**Questões e tarefas:**
1/ Copie do texto sobre a Unifesp e a família, sem mudar nada, o trecho que começa nas palavras "Para ele, a" e termina em "em provas oficiais.".
2/ Responda com base no texto sobre a Unifesp e a família:
(a) Há quanto tempo ele namora Rosana?
(b) Em que cidade ficam as escolas de bairros carentes onde estudantes da Unifesp dão aulas de reforço?
(c) Quantos meses Caio ficou na Austrália?
3/ Escreva a continuação do texto sobre a Unifesp e a família a partir da última frase.

**Texto fornecido:**

Para ele, a universidade precisa estar cada vez mais inserida na cidade, principalmente na periferia, e cita como exemplo uma série de projetos, como o cursinho popular, que promove aulas na unidade Manoel da Nóbrega, e a iniciativa que leva estudantes da Unifesp para dar aulas de reforço em escolas de bairros carentes de Diadema. Ambas as propostas têm ajudado os alunos a melhorar o desempenho em provas oficiais.
Divorciado, ele tem dois filhos do casamento, o Vinícius e o Caio. Ele namora, há oito anos, com Rosana, que foi a sua paixão na adolescência. Ele a reencontrou quando teve a ideia de reunir os amigos da escola. Ambos estavam saindo de um matrimônio de cerca de 22 anos e se reaproximaram. Atualmente, moram no mesmo prédio, porém em apartamentos diferentes. Ele brinca que, como ambos foram casados e não deu certo, agora preferem apenas namorar.
Ao falar sobre os filhos, embora sejam muito diferentes um do outro, ele se orgulha por tê-los criado sem preconceitos e com ideais de uma sociedade harmônica, mais igualitária e de aceitação das diferenças religiosas, de gênero, de sexualidade ou políticas. Um deles, o Caio, trabalha com sistemas de informação. “Aos 20 anos, ele me comunicou que estava indo morar na Austrália. Ficou lá cinco meses, onde teve uma experiência de vida ótima. Lá ele conheceu e conversou com pessoas das mais diversas nacionalidades”.

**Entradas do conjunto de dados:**
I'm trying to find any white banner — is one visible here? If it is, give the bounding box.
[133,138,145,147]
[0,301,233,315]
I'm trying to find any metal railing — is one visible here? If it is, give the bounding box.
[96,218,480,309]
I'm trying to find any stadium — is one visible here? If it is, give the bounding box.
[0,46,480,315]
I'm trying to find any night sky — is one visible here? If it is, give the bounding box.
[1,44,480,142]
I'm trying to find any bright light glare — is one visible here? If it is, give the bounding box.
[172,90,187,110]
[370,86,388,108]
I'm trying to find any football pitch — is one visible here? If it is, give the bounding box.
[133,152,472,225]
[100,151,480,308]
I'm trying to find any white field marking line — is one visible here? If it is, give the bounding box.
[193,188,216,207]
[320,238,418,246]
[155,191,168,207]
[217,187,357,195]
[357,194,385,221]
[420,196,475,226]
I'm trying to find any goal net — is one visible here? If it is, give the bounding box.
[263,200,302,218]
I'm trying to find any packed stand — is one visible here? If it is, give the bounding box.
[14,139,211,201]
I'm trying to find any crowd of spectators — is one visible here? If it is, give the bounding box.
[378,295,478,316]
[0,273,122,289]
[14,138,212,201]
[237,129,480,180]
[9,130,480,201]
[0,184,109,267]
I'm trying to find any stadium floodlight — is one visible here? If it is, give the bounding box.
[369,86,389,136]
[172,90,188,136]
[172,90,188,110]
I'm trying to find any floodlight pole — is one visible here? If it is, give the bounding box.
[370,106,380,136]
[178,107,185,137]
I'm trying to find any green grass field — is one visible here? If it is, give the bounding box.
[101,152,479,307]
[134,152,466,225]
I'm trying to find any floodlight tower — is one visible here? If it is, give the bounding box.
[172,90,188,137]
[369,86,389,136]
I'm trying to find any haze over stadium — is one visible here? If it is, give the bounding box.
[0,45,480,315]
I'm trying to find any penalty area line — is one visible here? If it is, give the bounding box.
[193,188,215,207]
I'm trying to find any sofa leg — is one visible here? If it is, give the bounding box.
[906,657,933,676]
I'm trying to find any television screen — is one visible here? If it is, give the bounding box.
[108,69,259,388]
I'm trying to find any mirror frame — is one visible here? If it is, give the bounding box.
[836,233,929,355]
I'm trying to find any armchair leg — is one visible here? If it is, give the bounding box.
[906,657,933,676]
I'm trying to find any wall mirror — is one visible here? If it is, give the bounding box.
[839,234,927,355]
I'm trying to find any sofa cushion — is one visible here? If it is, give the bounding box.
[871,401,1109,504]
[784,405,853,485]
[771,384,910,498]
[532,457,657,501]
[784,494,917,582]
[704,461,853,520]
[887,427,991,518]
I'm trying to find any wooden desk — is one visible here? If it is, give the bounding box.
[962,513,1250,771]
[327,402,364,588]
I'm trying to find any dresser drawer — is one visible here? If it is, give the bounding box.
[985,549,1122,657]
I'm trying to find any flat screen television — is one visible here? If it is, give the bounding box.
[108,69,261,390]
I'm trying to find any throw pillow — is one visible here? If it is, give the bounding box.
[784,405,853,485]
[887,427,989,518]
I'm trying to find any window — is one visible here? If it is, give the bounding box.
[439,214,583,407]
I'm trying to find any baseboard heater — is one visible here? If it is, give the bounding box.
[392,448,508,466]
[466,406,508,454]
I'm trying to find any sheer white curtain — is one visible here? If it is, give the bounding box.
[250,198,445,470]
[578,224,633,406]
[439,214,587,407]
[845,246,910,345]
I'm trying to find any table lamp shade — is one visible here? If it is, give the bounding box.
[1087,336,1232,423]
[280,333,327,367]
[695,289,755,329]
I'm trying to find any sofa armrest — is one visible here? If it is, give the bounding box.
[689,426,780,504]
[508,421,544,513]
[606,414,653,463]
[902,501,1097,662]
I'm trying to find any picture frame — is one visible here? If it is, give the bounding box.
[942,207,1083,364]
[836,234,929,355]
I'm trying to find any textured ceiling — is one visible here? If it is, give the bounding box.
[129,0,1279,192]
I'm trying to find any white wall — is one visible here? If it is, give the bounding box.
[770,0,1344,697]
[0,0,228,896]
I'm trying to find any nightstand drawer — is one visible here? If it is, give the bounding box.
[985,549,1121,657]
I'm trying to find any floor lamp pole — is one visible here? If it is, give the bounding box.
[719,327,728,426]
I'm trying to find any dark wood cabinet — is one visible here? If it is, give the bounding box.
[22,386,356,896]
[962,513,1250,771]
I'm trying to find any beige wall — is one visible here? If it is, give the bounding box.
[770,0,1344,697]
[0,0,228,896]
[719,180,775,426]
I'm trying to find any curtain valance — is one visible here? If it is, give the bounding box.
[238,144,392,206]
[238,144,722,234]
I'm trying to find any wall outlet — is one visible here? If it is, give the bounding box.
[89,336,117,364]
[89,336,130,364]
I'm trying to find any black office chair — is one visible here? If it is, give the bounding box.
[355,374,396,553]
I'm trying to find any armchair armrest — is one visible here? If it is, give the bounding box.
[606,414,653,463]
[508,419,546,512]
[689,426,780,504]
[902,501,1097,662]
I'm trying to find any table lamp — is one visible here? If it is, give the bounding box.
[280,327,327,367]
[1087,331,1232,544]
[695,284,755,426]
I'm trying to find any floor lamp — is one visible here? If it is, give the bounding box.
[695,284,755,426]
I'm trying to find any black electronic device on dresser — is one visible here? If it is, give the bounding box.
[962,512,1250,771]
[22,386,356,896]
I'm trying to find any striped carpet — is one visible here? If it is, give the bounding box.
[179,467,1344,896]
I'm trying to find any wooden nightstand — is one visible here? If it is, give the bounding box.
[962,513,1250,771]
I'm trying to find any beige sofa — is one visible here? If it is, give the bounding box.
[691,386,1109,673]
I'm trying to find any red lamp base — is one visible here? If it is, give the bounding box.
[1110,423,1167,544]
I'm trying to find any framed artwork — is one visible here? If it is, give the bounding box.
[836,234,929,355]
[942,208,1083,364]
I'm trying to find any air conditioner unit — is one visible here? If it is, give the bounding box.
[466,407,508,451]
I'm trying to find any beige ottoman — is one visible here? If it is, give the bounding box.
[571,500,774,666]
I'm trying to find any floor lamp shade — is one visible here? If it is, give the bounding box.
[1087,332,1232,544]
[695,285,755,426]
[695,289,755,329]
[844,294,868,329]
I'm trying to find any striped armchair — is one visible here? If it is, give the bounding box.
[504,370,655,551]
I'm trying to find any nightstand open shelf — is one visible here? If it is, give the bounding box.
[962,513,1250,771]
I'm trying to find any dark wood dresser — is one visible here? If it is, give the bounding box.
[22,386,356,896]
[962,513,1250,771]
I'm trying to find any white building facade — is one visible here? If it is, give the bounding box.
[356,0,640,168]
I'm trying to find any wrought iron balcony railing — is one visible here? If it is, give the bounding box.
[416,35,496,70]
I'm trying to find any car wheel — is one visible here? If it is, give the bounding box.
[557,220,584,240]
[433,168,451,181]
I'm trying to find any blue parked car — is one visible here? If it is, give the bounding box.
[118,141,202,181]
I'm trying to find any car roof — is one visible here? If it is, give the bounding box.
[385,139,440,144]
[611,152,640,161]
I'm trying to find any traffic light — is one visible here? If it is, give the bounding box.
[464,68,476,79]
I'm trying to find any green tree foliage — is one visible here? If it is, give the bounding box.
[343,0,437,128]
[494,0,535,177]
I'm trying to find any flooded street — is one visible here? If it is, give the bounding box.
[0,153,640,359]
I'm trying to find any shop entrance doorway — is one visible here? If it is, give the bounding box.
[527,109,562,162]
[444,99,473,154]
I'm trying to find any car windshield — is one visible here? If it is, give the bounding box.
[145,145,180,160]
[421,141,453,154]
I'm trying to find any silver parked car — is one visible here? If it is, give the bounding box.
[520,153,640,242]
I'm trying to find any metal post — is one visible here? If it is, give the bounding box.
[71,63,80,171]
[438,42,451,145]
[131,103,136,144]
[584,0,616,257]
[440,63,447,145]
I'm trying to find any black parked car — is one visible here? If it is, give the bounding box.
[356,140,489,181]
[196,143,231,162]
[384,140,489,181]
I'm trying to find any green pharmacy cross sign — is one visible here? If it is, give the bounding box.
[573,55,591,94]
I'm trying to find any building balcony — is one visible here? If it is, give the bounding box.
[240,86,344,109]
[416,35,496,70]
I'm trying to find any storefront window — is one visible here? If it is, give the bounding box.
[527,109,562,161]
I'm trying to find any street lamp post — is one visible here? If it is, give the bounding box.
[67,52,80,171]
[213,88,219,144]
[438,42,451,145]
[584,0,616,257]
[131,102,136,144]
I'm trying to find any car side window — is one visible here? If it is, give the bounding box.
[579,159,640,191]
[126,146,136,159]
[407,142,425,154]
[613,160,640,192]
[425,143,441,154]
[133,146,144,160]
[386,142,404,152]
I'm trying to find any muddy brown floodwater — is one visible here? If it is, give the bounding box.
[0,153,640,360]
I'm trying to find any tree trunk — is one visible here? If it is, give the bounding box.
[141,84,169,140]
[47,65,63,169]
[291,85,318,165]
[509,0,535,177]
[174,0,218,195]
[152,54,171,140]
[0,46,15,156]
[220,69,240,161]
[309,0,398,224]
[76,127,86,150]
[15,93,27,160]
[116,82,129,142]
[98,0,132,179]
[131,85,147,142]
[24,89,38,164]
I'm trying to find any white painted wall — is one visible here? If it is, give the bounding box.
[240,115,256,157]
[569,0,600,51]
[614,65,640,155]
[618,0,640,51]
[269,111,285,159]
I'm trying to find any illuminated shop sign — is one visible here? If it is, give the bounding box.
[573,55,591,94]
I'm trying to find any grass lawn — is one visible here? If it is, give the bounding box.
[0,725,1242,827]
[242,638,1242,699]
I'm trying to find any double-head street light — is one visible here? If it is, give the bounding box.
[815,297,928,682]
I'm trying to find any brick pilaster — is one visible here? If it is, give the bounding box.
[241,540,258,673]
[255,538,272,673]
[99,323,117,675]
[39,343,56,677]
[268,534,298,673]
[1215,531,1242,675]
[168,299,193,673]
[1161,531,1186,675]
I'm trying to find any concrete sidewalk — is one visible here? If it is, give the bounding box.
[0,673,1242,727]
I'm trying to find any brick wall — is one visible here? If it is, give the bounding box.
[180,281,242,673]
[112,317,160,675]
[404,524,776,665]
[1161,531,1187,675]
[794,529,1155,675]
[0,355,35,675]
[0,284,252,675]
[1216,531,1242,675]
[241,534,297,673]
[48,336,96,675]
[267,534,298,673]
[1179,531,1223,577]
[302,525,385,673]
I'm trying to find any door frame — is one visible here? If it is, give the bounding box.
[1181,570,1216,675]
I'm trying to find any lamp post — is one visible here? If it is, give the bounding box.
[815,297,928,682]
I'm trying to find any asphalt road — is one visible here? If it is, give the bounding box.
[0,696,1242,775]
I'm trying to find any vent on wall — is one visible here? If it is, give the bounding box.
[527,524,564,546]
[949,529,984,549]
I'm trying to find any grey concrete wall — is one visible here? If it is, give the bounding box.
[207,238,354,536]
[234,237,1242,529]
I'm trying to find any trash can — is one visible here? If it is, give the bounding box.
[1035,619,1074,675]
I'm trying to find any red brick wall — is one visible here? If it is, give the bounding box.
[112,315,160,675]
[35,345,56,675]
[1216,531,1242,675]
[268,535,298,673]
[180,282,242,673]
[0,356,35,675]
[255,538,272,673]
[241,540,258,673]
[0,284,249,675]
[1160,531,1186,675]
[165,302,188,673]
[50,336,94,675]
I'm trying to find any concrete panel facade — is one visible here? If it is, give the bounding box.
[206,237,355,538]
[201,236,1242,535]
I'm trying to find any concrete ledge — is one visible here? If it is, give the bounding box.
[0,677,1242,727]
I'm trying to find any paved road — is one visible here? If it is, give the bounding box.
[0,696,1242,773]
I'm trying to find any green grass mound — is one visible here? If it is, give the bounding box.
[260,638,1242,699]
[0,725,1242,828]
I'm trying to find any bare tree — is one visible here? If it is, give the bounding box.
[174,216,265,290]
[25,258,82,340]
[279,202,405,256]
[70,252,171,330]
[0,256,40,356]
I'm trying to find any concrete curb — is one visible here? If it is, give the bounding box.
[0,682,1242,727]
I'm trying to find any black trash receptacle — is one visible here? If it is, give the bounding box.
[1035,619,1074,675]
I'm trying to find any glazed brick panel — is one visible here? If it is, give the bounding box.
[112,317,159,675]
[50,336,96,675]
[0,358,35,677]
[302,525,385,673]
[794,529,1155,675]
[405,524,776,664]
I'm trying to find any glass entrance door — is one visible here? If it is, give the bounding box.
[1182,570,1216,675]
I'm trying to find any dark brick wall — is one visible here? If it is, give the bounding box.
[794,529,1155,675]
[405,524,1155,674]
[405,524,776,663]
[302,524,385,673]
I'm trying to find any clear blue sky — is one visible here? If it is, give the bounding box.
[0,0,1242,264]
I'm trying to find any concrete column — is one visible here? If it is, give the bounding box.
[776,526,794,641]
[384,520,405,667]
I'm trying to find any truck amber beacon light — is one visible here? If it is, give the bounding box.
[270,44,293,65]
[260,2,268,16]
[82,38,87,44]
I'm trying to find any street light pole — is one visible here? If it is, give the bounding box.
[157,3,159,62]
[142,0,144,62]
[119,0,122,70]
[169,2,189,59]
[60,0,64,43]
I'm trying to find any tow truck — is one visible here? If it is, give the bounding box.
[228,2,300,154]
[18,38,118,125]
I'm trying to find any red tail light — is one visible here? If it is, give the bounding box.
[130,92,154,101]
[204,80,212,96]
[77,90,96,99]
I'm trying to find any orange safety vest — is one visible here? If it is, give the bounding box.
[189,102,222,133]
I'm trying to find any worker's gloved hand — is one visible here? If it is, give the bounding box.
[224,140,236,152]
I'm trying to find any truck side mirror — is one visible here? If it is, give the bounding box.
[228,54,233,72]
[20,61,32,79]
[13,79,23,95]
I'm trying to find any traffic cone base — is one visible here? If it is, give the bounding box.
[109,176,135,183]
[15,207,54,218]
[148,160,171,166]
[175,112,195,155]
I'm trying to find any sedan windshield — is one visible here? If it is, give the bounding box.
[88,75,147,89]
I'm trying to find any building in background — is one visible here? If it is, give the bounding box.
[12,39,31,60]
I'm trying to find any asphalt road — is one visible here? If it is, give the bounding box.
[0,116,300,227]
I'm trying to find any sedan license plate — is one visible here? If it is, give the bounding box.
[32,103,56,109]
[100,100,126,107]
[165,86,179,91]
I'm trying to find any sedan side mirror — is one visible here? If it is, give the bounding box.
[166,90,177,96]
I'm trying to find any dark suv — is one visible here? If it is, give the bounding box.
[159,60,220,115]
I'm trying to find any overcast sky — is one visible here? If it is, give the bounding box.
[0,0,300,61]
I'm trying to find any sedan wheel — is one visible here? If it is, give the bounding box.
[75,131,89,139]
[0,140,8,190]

**Respostas por item:**
1/
Para ele, a universidade precisa estar cada vez mais inserida na cidade, principalmente na periferia, e cita como exemplo uma série de projetos, como o cursinho popular, que promove aulas na unidade Manoel da Nóbrega, e a iniciativa que leva estudantes da Unifesp para dar aulas de reforço em escolas de bairros carentes de Diadema. Ambas as propostas têm ajudado os alunos a melhorar o desempenho em provas oficiais.

2/
(a) Há oito anos.
(b) Em Diadema.
(c) Cinco meses.

3/
Já Vinícius, que chegou a integrar a turma de servidores de 2010 da Unifesp e cursa Química Industrial no Campus Diadema, mostra aptidão para a música e o engajamento político. Durante as manifestações de junho de 2013, Vinícius foi uma das vítimas de um governo arbitrário e truculento. Em um dos protestos, ele estava com um grupo que tentava sair de uma área onde manifestantes enfrentavam a tropa. Enquanto tentavam fugir da confusão, foram acuados pela Polícia Militar, que começou a jogar bombas de gás lacrimogênio. Asfixiados, pediram abrigo e foram socorridos pelos funcionários de um hotel, que, em seguida, seria invadido pela polícia.
“As autoridades alegaram que o hotel estava sendo depredado. Eu fui lá, logo após o episódio, e não havia nada fora do lugar, nada havia sido quebrado. Nenhum piso, espelho, assento ou balcão”, diz João Carlos. Ele diz possuir uma sequência com cerca de 25 fotos, em que seu filho aparece agachado atrás do sofá, com as mãos estendidas. Vinícius levou vários golpes de cassetete, até que um desses atingiu sua cabeça e o fez cair. Ele ficou com o corpo cheio de hematomas, perdeu seis dentes e um deles, que era de titânio, entortou, tamanha a violência do golpe. “Queriam que ele não chegasse vivo no hospital. Ele foi levado ao pronto-socorro no carro da viatura e, no caminho, fizeram barbaridades. Fizeram um caminho maior que o necessário e com tamanha truculência, que ele foi batendo a cabeça o tempo todo”.
João Carlos lembra que ao chegar em São Paulo o Brasil vivia sob ditadura, o que não o impediu de assumir uma militância política. Comparando os tempos do regime militar aos atuais, afirma: “Na época da ditadura, a gente tinha pouca informação, mas conseguia enxergar e questionar. Hoje nós temos muita informação, mas não fazemos nada com ela. Se um político comete um erro, ele precisa pagar, independentemente da posição que ocupa ou a que partido é afiliado. Meu receio é ver as coisas acontecendo e a mídia passando a impressão que tudo está centrado em um único partido, sendo que nosso país tem uma história de 500 anos de corrupção”.
Ele continua: “Estão tentando descaracterizar tudo que foi feito no âmbito social nos últimos anos. Essa intenção de apagar as coisas que ocorreram não é o melhor caminho, pelo menos para nossa democracia. Eu espero que essas investigações que estão acontecendo realmente se ramifiquem o máximo possível e peguem todas as pessoas envolvidas”.